● **Point-per-instance localization data**
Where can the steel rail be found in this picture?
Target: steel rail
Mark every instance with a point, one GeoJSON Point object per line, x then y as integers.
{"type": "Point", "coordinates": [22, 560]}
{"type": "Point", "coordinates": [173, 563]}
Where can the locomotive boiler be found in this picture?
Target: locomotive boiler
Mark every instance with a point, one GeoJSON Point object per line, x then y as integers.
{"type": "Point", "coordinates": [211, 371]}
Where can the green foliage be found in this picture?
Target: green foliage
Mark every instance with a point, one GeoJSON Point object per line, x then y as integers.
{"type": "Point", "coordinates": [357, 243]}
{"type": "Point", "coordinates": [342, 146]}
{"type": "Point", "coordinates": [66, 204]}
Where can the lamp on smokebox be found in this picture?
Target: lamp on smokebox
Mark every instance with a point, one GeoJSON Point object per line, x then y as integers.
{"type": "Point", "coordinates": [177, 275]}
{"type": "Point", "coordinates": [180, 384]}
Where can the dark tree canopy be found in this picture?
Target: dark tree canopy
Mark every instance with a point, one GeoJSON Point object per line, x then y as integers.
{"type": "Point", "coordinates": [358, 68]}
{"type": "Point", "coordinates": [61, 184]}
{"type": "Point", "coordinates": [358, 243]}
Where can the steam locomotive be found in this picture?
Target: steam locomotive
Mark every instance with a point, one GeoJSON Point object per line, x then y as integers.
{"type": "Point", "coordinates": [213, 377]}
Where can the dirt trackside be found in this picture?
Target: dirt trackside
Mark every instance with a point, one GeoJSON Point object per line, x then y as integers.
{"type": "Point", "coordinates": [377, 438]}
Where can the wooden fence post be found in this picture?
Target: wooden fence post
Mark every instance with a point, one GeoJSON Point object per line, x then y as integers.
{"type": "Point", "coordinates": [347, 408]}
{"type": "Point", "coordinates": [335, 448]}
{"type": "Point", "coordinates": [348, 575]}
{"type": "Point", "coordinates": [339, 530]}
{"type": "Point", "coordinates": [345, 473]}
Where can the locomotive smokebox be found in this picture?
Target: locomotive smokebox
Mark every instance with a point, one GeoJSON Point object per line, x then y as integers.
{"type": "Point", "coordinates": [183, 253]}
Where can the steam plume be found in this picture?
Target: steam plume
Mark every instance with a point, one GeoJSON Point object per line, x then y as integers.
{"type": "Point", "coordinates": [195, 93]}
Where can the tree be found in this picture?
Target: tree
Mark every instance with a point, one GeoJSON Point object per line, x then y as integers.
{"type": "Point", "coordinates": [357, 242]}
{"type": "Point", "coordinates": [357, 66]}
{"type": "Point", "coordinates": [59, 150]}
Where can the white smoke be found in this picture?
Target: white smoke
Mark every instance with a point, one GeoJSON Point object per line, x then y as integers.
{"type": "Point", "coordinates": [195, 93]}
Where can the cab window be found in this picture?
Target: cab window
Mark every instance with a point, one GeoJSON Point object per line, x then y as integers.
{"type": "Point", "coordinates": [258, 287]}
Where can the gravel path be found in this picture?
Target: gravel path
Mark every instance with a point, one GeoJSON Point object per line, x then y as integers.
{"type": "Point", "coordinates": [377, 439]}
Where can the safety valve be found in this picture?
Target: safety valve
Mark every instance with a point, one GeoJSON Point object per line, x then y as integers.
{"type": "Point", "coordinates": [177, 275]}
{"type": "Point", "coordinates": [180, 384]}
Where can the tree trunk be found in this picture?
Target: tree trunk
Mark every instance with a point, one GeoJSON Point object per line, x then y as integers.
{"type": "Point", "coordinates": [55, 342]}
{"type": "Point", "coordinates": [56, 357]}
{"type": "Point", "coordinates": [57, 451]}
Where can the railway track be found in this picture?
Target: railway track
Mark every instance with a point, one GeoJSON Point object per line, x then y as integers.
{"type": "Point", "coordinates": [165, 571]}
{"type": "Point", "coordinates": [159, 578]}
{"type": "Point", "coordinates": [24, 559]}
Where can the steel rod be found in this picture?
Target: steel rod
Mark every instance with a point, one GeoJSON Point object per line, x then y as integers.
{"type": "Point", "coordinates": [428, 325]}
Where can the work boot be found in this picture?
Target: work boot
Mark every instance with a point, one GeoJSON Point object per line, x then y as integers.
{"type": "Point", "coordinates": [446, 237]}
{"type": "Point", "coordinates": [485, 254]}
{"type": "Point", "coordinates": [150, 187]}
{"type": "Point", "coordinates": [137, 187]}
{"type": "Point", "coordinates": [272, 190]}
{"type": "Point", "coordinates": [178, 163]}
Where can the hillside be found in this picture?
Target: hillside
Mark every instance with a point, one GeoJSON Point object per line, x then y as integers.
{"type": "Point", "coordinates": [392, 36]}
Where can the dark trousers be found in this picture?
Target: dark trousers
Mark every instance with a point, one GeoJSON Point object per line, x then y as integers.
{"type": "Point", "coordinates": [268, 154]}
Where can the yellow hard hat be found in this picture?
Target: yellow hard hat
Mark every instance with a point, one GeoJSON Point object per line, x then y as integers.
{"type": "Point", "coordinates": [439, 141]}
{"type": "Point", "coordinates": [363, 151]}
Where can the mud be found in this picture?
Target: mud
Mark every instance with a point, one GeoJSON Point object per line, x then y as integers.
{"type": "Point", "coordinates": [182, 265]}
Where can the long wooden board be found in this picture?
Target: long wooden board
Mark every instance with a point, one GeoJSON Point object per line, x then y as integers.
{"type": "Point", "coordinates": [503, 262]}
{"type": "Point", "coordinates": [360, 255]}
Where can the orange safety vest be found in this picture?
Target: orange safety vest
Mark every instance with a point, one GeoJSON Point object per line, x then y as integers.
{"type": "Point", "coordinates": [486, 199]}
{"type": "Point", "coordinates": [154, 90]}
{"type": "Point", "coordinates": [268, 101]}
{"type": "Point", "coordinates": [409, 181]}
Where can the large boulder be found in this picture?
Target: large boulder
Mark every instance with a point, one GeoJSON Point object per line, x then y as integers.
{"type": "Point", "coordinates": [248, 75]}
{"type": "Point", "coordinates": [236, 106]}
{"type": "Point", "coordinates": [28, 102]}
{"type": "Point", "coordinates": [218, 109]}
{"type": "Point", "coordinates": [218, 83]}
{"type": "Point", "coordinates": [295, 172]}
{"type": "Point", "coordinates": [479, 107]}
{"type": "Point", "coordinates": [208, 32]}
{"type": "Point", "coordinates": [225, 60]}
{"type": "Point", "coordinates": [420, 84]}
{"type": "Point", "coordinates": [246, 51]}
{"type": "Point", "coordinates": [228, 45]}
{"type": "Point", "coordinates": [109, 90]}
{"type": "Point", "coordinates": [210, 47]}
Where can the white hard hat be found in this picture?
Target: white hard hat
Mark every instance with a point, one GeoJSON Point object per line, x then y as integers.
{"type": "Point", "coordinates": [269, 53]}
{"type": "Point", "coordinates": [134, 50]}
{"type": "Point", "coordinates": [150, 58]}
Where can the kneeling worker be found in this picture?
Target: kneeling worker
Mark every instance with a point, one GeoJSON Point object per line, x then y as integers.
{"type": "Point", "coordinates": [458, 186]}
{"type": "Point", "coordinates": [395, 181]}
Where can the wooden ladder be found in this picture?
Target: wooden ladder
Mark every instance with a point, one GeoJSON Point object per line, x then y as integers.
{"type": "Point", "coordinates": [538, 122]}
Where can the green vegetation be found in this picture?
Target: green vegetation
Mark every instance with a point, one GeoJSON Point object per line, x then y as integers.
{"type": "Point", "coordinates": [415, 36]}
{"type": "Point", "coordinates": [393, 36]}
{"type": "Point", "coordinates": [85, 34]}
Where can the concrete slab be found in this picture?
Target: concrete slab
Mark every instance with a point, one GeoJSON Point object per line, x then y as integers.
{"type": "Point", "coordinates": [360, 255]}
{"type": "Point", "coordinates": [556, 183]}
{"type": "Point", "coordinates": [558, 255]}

● **Task brief**
All lines from the records above should be copied exactly.

● **The answer**
Where can the steel rail be found in this picture?
Target: steel rail
Mark every instance with a point, one GeoJSON Point object per line, x then y as integers.
{"type": "Point", "coordinates": [22, 560]}
{"type": "Point", "coordinates": [173, 563]}
Where can the locomotive boiler be found in this picture?
Target: locomotive boiler
Mark every instance with a point, one GeoJSON Point object per line, x then y as integers.
{"type": "Point", "coordinates": [211, 371]}
Where can the green foliage be found in this picture?
Target: green foliage
Mark every instance with a point, one GeoJSON Point object per line, x then y as integers.
{"type": "Point", "coordinates": [357, 243]}
{"type": "Point", "coordinates": [342, 146]}
{"type": "Point", "coordinates": [66, 204]}
Where can the lamp on smokebox be found in this picture?
Target: lamp on smokebox
Mark every instance with a point, one GeoJSON Point object per line, x then y as integers.
{"type": "Point", "coordinates": [177, 275]}
{"type": "Point", "coordinates": [180, 384]}
Where can the dark tree canopy be found in this picture?
Target: dark tree canopy
Mark every instance with a point, one GeoJSON Point object per line, x then y as integers.
{"type": "Point", "coordinates": [358, 68]}
{"type": "Point", "coordinates": [61, 184]}
{"type": "Point", "coordinates": [358, 243]}
Where can the steam locomotive be found in this picture?
Target: steam locomotive
Mark every instance with a point, one GeoJSON Point object per line, x then y as integers.
{"type": "Point", "coordinates": [213, 377]}
Where can the dirt trackside be found in this picture?
Target: dirt trackside
Mark every instance with a point, one GeoJSON Point object per line, x then y as integers.
{"type": "Point", "coordinates": [377, 438]}
Where can the wooden fence post be found in this picture?
Target: wooden fence post
Mark every instance with a point, one GeoJSON Point object per line, x then y as integers.
{"type": "Point", "coordinates": [347, 408]}
{"type": "Point", "coordinates": [335, 448]}
{"type": "Point", "coordinates": [348, 575]}
{"type": "Point", "coordinates": [339, 530]}
{"type": "Point", "coordinates": [345, 473]}
Where can the locomotive smokebox be found in this picture?
Target: locomotive smokebox
Mark every instance with a point, one GeoJSON Point object per line, x then y as integers.
{"type": "Point", "coordinates": [183, 253]}
Where can the steam plume be found in this picture?
Target: steam plume
Mark every instance with a point, one GeoJSON Point object per line, x then y as integers.
{"type": "Point", "coordinates": [195, 93]}
Where can the tree be found in this picture?
Target: tree
Mark every instance with a point, one GeoJSON Point object per line, x then y as integers.
{"type": "Point", "coordinates": [357, 242]}
{"type": "Point", "coordinates": [357, 66]}
{"type": "Point", "coordinates": [59, 150]}
Where can the white smoke be found in this picture?
Target: white smoke
Mark every instance with a point, one GeoJSON Point object per line, x then y as integers.
{"type": "Point", "coordinates": [195, 93]}
Where can the cab window be found in this picture?
Target: cab window
Mark every instance with a point, one GeoJSON Point object per line, x then y as integers.
{"type": "Point", "coordinates": [258, 287]}
Where can the gravel path be found in this picture?
Target: gravel path
Mark every instance with a point, one GeoJSON Point object per line, x then y as integers.
{"type": "Point", "coordinates": [377, 439]}
Where can the safety valve be found in this picture?
Target: safety valve
Mark every instance with a point, one GeoJSON Point object per line, x then y as integers.
{"type": "Point", "coordinates": [177, 275]}
{"type": "Point", "coordinates": [180, 384]}
Where can the tree trunk be found in this picture?
Target: tree trunk
Mark every instance with a point, one GeoJSON Point object per line, x then y as integers.
{"type": "Point", "coordinates": [55, 342]}
{"type": "Point", "coordinates": [56, 357]}
{"type": "Point", "coordinates": [57, 451]}
Where can the railway track be found in this picture?
Target: railway track
Mark every instance with a point, one GeoJSON Point object per line, x then y as integers.
{"type": "Point", "coordinates": [165, 571]}
{"type": "Point", "coordinates": [159, 578]}
{"type": "Point", "coordinates": [24, 559]}
Where can the steel rod be found in this picture?
Target: steel rod
Mark every instance with a point, one GeoJSON Point object per line, x then y as integers.
{"type": "Point", "coordinates": [428, 325]}
Where can the work boot be found in this picture?
Target: work boot
Mark every instance with a point, one GeoJSON Point object per line, x then y as integers.
{"type": "Point", "coordinates": [446, 237]}
{"type": "Point", "coordinates": [485, 254]}
{"type": "Point", "coordinates": [150, 187]}
{"type": "Point", "coordinates": [137, 187]}
{"type": "Point", "coordinates": [272, 190]}
{"type": "Point", "coordinates": [178, 163]}
Where can the hillside be found in this picture?
Target: hillside
Mark every instance with a point, one GeoJSON Point object per line, x then y as integers.
{"type": "Point", "coordinates": [392, 36]}
Where can the dark trousers be found in this picture?
Target: dark trousers
Mark every instance with a point, one GeoJSON Point object per line, x then y as integers.
{"type": "Point", "coordinates": [268, 154]}
Where can the yellow hard hat be found in this picture?
Target: yellow hard hat
Mark every instance with a point, one GeoJSON Point object per line, x then y as integers.
{"type": "Point", "coordinates": [439, 141]}
{"type": "Point", "coordinates": [363, 151]}
Where can the mud be found in this picture?
Target: mud
Mark every instance with a point, one GeoJSON Point object per line, x then y as integers.
{"type": "Point", "coordinates": [182, 265]}
Where can the long wooden board be found in this picture?
Target: long wooden board
Mark every instance with a point, one GeoJSON Point object per line, x then y as integers.
{"type": "Point", "coordinates": [503, 262]}
{"type": "Point", "coordinates": [360, 255]}
Where can the orange safety vest be found in this picture?
Target: orange safety vest
Mark every instance with a point, one GeoJSON Point object per line, x then y as integers.
{"type": "Point", "coordinates": [486, 199]}
{"type": "Point", "coordinates": [154, 90]}
{"type": "Point", "coordinates": [268, 101]}
{"type": "Point", "coordinates": [409, 181]}
Where can the large boulder be found in this picture?
Target: large boulder
Mark every instance with a point, one GeoJSON Point object per line, x then y as integers.
{"type": "Point", "coordinates": [248, 75]}
{"type": "Point", "coordinates": [236, 106]}
{"type": "Point", "coordinates": [28, 102]}
{"type": "Point", "coordinates": [218, 109]}
{"type": "Point", "coordinates": [218, 83]}
{"type": "Point", "coordinates": [295, 172]}
{"type": "Point", "coordinates": [479, 107]}
{"type": "Point", "coordinates": [208, 32]}
{"type": "Point", "coordinates": [225, 60]}
{"type": "Point", "coordinates": [420, 84]}
{"type": "Point", "coordinates": [246, 51]}
{"type": "Point", "coordinates": [228, 45]}
{"type": "Point", "coordinates": [109, 90]}
{"type": "Point", "coordinates": [210, 47]}
Where can the white hard hat be found in this picture?
Target: white hard hat
Mark every instance with a point, one GeoJSON Point object per line, x then y as integers.
{"type": "Point", "coordinates": [269, 53]}
{"type": "Point", "coordinates": [134, 50]}
{"type": "Point", "coordinates": [150, 58]}
Where can the kneeling worker be found in this picture?
Target: kneeling worker
Mark every instance with a point, one GeoJSON Point object per line, x then y as integers.
{"type": "Point", "coordinates": [458, 186]}
{"type": "Point", "coordinates": [395, 181]}
Where can the wooden ladder be found in this picture?
Target: wooden ladder
Mark every instance with a point, one GeoJSON Point object per line, x then y as integers.
{"type": "Point", "coordinates": [538, 122]}
Where can the green vegetation be found in this picture?
Target: green vegetation
Mark every instance with a point, one GeoJSON Point object per line, x then y as integers.
{"type": "Point", "coordinates": [415, 36]}
{"type": "Point", "coordinates": [393, 36]}
{"type": "Point", "coordinates": [85, 34]}
Where can the concrete slab be found in this picture?
Target: concrete slab
Mark every instance with a point, one GeoJSON Point object per line, x then y as integers.
{"type": "Point", "coordinates": [360, 255]}
{"type": "Point", "coordinates": [556, 183]}
{"type": "Point", "coordinates": [558, 255]}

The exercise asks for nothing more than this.